**Written instruction**:
Starting with the first line of the rows and going on through the line containing "Mark the region of each instance of the concrete", convert those lines into a Markdown table with the columns "Row" and "Line". Number each line and leave out any blank ones.

[START OF Provided records]

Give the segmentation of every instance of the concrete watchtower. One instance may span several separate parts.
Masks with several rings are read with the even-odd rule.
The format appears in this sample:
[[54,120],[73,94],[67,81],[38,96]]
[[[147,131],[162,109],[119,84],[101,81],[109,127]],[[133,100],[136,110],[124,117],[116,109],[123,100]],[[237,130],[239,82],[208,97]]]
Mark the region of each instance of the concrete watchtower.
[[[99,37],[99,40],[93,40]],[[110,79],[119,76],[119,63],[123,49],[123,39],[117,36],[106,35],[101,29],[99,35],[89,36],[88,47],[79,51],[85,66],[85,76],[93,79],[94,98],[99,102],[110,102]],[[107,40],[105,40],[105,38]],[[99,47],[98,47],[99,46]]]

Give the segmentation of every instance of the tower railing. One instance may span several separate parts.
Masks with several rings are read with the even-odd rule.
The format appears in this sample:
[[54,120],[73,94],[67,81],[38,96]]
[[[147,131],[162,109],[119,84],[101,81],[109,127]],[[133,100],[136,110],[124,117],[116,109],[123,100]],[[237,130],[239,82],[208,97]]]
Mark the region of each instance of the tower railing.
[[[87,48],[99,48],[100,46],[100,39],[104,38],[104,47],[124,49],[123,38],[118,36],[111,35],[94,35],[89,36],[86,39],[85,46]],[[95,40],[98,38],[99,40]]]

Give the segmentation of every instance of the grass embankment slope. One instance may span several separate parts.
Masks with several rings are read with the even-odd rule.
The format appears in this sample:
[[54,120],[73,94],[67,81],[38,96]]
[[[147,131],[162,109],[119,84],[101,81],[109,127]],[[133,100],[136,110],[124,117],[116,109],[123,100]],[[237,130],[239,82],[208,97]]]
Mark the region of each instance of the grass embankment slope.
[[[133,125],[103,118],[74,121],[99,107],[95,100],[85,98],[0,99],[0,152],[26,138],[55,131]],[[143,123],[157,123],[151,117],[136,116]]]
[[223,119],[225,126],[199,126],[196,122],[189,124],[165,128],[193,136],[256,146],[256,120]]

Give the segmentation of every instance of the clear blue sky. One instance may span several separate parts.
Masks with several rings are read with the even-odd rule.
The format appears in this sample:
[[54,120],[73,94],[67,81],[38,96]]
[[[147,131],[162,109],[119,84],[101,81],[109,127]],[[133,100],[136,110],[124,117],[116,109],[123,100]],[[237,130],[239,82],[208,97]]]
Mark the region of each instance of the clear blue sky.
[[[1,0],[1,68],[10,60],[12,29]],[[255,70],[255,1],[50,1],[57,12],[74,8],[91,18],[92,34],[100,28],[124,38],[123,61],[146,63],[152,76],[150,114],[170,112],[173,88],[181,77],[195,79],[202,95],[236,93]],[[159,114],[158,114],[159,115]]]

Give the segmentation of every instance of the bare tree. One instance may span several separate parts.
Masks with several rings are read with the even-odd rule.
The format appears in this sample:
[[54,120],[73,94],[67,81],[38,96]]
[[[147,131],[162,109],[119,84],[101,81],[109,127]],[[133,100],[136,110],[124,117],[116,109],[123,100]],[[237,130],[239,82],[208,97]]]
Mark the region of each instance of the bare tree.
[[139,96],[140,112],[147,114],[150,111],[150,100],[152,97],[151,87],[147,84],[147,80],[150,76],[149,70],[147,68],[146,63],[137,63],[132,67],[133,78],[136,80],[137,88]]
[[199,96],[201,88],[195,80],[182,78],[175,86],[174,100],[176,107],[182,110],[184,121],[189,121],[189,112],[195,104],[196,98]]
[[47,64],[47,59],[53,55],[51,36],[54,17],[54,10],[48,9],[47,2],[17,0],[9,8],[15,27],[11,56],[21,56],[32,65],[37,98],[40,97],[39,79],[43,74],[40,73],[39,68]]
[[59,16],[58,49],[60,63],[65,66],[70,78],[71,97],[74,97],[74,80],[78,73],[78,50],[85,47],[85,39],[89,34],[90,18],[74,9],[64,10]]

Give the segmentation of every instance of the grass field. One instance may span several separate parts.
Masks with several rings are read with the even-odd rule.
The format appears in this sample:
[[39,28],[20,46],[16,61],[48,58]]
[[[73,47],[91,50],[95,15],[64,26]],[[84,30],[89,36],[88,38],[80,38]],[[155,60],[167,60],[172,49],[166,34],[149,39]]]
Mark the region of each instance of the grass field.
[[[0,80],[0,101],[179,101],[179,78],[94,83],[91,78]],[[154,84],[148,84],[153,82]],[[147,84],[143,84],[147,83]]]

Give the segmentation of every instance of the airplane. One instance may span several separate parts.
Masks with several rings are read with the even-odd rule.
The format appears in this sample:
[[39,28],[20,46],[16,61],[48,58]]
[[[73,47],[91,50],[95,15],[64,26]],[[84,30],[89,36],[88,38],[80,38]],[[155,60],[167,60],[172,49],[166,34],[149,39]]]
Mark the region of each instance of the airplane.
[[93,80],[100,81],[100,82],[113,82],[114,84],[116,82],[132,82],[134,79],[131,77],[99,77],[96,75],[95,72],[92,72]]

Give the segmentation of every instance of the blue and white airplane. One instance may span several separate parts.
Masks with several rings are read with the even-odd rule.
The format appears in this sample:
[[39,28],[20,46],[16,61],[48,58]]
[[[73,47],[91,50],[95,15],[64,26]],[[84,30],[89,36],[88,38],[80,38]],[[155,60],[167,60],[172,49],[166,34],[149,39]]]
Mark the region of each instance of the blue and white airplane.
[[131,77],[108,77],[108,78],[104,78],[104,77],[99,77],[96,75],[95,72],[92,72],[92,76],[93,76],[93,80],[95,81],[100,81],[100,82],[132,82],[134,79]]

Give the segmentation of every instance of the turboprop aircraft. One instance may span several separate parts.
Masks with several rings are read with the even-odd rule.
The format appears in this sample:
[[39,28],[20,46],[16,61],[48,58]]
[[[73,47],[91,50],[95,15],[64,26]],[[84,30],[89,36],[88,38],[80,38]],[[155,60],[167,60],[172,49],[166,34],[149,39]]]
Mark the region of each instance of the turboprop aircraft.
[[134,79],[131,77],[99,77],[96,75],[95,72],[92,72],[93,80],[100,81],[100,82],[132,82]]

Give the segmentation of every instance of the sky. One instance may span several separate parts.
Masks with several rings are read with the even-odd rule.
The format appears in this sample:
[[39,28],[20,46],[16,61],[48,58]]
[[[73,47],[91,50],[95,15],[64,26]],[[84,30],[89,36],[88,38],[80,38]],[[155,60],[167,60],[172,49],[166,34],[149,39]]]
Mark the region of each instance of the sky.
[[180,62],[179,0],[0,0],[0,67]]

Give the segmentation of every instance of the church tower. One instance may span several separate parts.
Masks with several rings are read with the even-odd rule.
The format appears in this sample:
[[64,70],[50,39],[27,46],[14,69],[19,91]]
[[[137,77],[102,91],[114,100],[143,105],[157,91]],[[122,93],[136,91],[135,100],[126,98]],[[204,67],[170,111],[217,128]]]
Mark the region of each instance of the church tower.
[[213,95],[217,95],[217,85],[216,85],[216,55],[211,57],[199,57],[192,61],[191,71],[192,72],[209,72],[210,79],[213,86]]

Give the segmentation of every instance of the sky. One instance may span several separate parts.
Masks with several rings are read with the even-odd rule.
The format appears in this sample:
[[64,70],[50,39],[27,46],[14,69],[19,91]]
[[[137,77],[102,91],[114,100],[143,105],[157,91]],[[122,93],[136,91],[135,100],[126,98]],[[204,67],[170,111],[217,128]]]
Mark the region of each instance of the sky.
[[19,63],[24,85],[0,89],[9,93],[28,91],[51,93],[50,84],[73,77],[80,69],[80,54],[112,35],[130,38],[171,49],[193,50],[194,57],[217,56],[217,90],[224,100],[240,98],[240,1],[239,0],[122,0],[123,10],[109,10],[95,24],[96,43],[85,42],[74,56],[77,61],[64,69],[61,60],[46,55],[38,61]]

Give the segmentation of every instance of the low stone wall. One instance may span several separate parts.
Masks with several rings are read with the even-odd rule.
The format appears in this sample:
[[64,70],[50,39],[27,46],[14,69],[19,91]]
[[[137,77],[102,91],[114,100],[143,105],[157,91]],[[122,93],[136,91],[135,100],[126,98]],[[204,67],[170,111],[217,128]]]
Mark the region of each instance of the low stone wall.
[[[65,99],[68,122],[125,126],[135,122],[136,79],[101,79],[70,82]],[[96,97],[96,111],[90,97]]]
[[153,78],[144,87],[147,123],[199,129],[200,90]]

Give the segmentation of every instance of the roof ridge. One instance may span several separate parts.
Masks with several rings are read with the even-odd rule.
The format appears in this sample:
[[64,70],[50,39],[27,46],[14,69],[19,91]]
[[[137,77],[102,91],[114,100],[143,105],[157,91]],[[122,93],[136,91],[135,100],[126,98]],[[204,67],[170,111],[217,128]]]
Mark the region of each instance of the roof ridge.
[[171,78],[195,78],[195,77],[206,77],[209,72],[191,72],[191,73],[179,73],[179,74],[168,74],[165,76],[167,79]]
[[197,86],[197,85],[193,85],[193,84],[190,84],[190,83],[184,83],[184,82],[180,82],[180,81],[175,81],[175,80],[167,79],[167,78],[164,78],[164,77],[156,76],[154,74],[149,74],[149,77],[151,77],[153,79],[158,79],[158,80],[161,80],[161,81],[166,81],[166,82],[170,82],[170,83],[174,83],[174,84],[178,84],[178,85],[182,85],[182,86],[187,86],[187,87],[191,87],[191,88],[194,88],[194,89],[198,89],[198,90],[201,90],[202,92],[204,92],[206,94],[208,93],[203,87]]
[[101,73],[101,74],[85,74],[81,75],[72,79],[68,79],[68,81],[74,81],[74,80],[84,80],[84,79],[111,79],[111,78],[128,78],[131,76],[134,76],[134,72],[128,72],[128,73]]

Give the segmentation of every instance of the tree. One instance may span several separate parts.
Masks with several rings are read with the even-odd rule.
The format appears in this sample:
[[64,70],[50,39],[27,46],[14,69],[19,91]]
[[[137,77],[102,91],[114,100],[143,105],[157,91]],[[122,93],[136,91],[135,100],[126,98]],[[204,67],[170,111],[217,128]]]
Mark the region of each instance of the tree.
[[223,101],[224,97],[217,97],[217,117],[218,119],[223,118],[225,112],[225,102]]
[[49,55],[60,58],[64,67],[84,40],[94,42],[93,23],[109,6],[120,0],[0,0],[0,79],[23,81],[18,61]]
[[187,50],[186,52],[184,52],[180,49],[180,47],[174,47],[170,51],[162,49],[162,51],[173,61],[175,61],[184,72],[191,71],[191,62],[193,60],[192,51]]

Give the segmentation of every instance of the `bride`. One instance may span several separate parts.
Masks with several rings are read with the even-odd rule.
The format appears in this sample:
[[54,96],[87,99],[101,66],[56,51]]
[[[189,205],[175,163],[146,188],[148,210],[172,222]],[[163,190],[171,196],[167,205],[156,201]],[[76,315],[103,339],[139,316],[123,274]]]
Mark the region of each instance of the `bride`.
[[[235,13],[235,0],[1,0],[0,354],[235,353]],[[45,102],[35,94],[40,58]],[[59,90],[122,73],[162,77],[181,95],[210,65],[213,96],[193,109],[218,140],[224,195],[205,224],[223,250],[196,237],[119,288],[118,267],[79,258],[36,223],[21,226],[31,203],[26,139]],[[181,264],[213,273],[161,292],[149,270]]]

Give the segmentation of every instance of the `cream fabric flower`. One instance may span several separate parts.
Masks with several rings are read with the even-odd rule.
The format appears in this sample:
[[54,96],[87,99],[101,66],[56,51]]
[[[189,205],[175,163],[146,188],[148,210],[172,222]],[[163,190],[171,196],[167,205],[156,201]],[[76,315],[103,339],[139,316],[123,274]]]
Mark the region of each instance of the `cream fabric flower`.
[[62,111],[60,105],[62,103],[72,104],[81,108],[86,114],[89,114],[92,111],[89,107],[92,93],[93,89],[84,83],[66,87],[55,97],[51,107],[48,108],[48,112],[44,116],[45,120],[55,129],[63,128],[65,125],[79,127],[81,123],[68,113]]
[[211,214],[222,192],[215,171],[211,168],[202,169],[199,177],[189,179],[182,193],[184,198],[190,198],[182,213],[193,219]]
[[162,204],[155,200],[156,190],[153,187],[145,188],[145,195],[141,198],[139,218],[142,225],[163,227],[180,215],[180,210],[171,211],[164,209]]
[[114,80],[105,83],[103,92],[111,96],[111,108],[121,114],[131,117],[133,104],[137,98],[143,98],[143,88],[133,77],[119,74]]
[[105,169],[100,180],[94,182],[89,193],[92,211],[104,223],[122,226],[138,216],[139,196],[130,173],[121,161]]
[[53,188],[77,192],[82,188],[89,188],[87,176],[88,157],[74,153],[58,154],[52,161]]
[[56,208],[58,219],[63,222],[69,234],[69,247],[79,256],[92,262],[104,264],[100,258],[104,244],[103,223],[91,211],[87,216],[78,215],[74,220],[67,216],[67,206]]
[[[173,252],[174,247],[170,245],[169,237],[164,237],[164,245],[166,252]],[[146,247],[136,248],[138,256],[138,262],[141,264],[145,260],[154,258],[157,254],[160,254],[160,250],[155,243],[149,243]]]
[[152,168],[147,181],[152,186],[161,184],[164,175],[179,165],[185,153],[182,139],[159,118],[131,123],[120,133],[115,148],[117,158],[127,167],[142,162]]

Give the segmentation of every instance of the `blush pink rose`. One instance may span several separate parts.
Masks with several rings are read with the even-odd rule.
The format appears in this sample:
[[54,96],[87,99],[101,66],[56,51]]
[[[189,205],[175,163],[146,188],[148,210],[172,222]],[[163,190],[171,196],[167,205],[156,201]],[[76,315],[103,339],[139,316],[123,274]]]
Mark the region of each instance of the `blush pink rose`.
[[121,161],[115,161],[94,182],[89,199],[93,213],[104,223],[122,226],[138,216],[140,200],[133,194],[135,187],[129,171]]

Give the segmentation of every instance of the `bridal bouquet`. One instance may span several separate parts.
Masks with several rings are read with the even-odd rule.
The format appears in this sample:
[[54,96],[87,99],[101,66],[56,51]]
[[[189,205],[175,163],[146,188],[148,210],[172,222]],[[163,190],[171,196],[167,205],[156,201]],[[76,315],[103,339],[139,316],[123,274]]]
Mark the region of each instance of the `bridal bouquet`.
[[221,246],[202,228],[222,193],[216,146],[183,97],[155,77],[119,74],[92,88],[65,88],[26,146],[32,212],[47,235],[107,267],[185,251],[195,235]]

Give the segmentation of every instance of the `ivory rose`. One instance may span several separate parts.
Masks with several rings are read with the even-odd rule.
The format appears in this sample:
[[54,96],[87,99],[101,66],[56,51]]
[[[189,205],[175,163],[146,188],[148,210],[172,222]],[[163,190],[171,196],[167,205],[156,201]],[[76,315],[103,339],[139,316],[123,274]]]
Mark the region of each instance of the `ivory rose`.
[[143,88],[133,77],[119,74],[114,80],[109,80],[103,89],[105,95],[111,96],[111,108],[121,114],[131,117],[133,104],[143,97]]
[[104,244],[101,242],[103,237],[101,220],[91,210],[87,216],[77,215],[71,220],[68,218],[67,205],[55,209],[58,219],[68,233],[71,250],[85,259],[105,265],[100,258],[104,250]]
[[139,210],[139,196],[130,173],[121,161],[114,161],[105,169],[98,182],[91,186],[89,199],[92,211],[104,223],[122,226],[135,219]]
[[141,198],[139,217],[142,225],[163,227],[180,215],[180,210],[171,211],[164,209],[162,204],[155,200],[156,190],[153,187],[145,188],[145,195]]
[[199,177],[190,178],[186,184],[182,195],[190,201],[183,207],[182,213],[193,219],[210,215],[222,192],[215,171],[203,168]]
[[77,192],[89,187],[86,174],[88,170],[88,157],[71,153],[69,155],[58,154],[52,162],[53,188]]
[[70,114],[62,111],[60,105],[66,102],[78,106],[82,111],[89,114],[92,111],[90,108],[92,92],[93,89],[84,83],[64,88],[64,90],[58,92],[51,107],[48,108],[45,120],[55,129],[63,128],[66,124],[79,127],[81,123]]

[END OF Provided records]

**Complete answer**:
| Row | Line |
|---|---|
| 1 | Give the segmentation of every instance of the concrete watchtower. One instance may span several separate parts. |
| 2 | Masks with several rings are read with the even-odd rule. |
| 3 | The format appears in this sample: |
| 4 | [[54,120],[73,94],[67,81],[38,96]] |
| 5 | [[[147,131],[162,109],[119,84],[101,81],[109,127]],[[133,100],[136,110],[124,117],[116,109],[123,100]],[[237,130],[239,82],[208,97]]] |
| 6 | Mark the region of each instance of the concrete watchtower. |